**Consegna A:** Restituisci il passo del brano di riferimento compreso tra "Non si tratta" e "soglia del duemila.", estremi inclusi.
**Consegna B:** Secondo il brano di riferimento, in forza di quale canone l'interpretazione giudiziale non ha valore di legge?
**Consegna C:** Traduci in inglese questa frase del brano di riferimento: "L'applicazione della legge canonica comporta, però, anzi presuppone la sua corretta interpretazione: e qui si innesta e si colloca la funzione precipua del Dicastero Rotale."

**Brano di riferimento:**
----
3. In tale ricerca, come è nella ininterrotta tradizione della Chiesa e nella incessante opera di questa Sede Apostolica, vengono sempre a confrontarsi, da una parte, le supreme esigenze della legge di Dio, impreteribile ed immutabile, confermata e perfezionata dalla Rivelazione cristiana e, dall'altra, le mutevoli condizioni dell'umanità, le sue particolari necessità, le sue più acute debolezze.

Non si tratta evidentemente di adattare la norma divina o addirittura di piegarla al capriccio dell'uomo, poiché ciò significherebbe la negazione stessa di quella e la degradazione di questo: si tratta piuttosto di comprendere l'uomo d'oggi, di metterlo a giusto confronto con le inderogabili esigenze della legge divina, di indicargli il modo a lui più consentaneo di adeguarvisi. È quanto, ad esempio, sta facendo, al presente, la Chiesa con la partecipazione dell'intera comunità - vescovi, preti, laici, Istituti culturali, teologi - mediante il nuovo Catechismo cattolico, il cui intento è di presentare il volto di Cristo alla intelligenza, al cuore, alle aspettative, alle ansie dell'umanità, in procinto di affacciarsi con trepidazione alla soglia del duemila.

In questo impegnativo ed affascinante sforzo di adeguamento si colloca anche l'ordinamento canonico, facendo esso parte, anzi esprimendo visibilmente per sua stessa natura l'anima interiore di quella società, esterna ad un tempo ma sempre misticamente soprannaturale, che è la Chiesa. Così nel campo del diritto, partendo dalla realtà di oggi e con prospettive di speranza per il futuro, si è andata elaborando la revisione del Codice canonico, che io stesso ho avuto la gioia di promulgare. Tale testo, tuttavia, cesserebbe di essere lo strumento che deve essere nel compito salvifico della Chiesa, se coloro a cui spetta non ne curassero con diligenza l'applicazione. «Canonicae leges - affermavo nella Costituzione promulgativa del Codice - suapte natura observantiam exigunt», per cui «optandum sane est, ut nova canonica legislatio efficax instrumentum evadat, cuius ope Ecclesia valeat se ipsam perficere secundum Concilii Vaticani II spiritum, ac magis magisque parem se praebeat salutifero suo muneri in hoc mundo exsequendo».

4. L'applicazione della legge canonica comporta, però, anzi presuppone la sua corretta interpretazione: e qui si innesta e si colloca la funzione precipua del Dicastero Rotale.

È a tutti noto che l'interpretazione giudiziale - in forza del canone 16 paragrafo 3 - non ha valore di legge e obbliga esclusivamente le persone o concerne le cose per cui la sentenza è stata pronunziata; ma non per questo l'opera del giudice è meno rilevante o meno essenziale. Se l'attività di giudicare consiste nel far calare la legge nella realtà, e quindi nell'attuare concretamente la volontà della norma astratta - pur limitatamente ai casi portati in giudizio -, non si può negare la delicatezza della funzione intermediatrice che il giudice è chiamato a svolgere fra l'ordinamento e i soggetti ad esso sottoposti. L'astratta maestà della legge - anche di quella canonica - resterebbe un valore avulso dalla realtà concreta in cui esiste ed agisce l'uomo in genere, e il fedele in specie, se la norma stessa non venisse rapportata all'uomo per il quale è stata stabilita.
----
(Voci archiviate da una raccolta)
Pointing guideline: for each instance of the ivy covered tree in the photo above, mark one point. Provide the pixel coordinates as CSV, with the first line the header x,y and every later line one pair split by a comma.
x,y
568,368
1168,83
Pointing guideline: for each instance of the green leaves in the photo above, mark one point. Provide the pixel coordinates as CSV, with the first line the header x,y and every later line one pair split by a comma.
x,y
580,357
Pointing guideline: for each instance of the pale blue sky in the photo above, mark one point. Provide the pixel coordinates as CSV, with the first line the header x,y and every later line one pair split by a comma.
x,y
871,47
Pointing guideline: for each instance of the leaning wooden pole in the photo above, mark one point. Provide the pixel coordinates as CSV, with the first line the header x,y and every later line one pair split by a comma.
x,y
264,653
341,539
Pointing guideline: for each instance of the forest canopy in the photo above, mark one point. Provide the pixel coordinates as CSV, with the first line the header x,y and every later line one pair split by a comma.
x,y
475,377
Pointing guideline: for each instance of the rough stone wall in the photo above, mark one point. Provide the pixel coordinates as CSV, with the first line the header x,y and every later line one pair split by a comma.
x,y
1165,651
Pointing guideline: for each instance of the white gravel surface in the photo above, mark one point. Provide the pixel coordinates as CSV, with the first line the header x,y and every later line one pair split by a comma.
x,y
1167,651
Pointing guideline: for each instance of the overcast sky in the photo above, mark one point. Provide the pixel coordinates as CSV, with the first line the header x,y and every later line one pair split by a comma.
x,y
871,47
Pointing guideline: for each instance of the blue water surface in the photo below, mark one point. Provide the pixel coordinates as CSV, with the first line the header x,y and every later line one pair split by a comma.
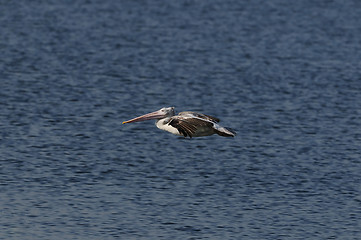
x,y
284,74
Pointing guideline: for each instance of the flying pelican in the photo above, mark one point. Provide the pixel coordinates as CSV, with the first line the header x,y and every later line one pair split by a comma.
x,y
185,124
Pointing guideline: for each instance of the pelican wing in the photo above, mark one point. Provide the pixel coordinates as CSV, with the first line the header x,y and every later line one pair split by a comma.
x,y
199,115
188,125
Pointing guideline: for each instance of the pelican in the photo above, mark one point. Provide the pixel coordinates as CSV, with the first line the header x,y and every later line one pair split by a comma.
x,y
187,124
----
**Risposta completa A:**
Non si tratta evidentemente di adattare la norma divina o addirittura di piegarla al capriccio dell'uomo, poiché ciò significherebbe la negazione stessa di quella e la degradazione di questo: si tratta piuttosto di comprendere l'uomo d'oggi, di metterlo a giusto confronto con le inderogabili esigenze della legge divina, di indicargli il modo a lui più consentaneo di adeguarvisi. È quanto, ad esempio, sta facendo, al presente, la Chiesa con la partecipazione dell'intera comunità - vescovi, preti, laici, Istituti culturali, teologi - mediante il nuovo Catechismo cattolico, il cui intento è di presentare il volto di Cristo alla intelligenza, al cuore, alle aspettative, alle ansie dell'umanità, in procinto di affacciarsi con trepidazione alla soglia del duemila.

**Risposta completa B:** In forza del canone 16, paragrafo 3.

**Risposta completa C:** The application of canon law, however, entails, indeed presupposes, its correct interpretation: and it is here that the principal function of the Rotal Dicastery fits in and finds its place.